**GIVEN INSTRUCTION**
Pick out every line in the records below that contains the string "light", and copy each of those lines in full.

++++ PROVIDED RECORDS

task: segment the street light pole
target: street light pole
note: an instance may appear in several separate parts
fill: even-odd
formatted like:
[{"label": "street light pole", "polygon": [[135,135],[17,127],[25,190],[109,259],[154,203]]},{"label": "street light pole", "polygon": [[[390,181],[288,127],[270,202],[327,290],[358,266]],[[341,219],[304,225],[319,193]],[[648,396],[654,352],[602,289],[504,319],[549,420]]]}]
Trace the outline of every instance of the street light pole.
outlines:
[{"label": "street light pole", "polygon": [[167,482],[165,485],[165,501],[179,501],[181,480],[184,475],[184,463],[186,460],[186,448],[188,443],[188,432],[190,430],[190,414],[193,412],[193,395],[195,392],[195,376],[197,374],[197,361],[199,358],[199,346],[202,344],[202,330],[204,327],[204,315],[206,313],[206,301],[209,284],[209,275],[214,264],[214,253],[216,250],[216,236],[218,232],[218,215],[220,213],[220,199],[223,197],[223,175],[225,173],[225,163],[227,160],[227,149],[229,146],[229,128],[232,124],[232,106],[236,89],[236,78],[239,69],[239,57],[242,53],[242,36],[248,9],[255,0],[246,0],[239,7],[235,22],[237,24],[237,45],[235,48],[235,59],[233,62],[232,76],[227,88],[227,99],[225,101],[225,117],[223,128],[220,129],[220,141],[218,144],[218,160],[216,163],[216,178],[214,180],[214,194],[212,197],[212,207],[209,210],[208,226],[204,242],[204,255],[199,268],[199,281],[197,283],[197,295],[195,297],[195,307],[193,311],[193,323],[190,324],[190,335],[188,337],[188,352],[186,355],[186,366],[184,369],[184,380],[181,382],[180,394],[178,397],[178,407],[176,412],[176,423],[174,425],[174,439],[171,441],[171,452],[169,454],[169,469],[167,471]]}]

++++++++

**THE RESPONSE**
task: segment the street light pole
target: street light pole
[{"label": "street light pole", "polygon": [[135,135],[17,127],[25,190],[109,259],[154,203]]},{"label": "street light pole", "polygon": [[[390,181],[288,127],[270,202],[327,290],[358,266]],[[341,219],[304,225],[319,193]],[[648,396],[654,352],[602,289],[504,319],[549,420]]]}]
Trace the outline of every instance of the street light pole.
[{"label": "street light pole", "polygon": [[167,482],[165,485],[165,501],[179,501],[181,480],[184,475],[184,463],[186,460],[186,448],[188,443],[188,432],[190,430],[190,414],[193,412],[193,395],[195,392],[195,376],[197,374],[197,361],[199,358],[199,346],[202,344],[202,330],[204,327],[204,315],[206,313],[206,301],[209,284],[209,275],[214,264],[214,253],[216,250],[216,236],[218,232],[218,215],[220,213],[220,199],[223,197],[223,175],[225,173],[225,163],[227,160],[227,149],[229,146],[229,128],[232,124],[232,106],[236,89],[236,78],[239,69],[239,57],[242,53],[242,36],[248,9],[255,0],[246,0],[239,7],[235,22],[237,24],[237,45],[235,48],[235,59],[233,62],[232,76],[227,88],[227,99],[225,101],[225,117],[223,128],[220,129],[220,141],[218,144],[218,160],[216,163],[216,178],[214,180],[214,194],[212,197],[212,207],[209,210],[208,226],[204,242],[204,255],[199,268],[199,281],[197,283],[197,295],[195,297],[195,307],[193,311],[193,323],[190,324],[190,335],[188,337],[188,352],[186,355],[186,366],[184,369],[184,380],[181,382],[180,394],[178,397],[178,407],[176,412],[176,423],[174,425],[174,439],[171,441],[171,452],[169,454],[169,469],[167,471]]}]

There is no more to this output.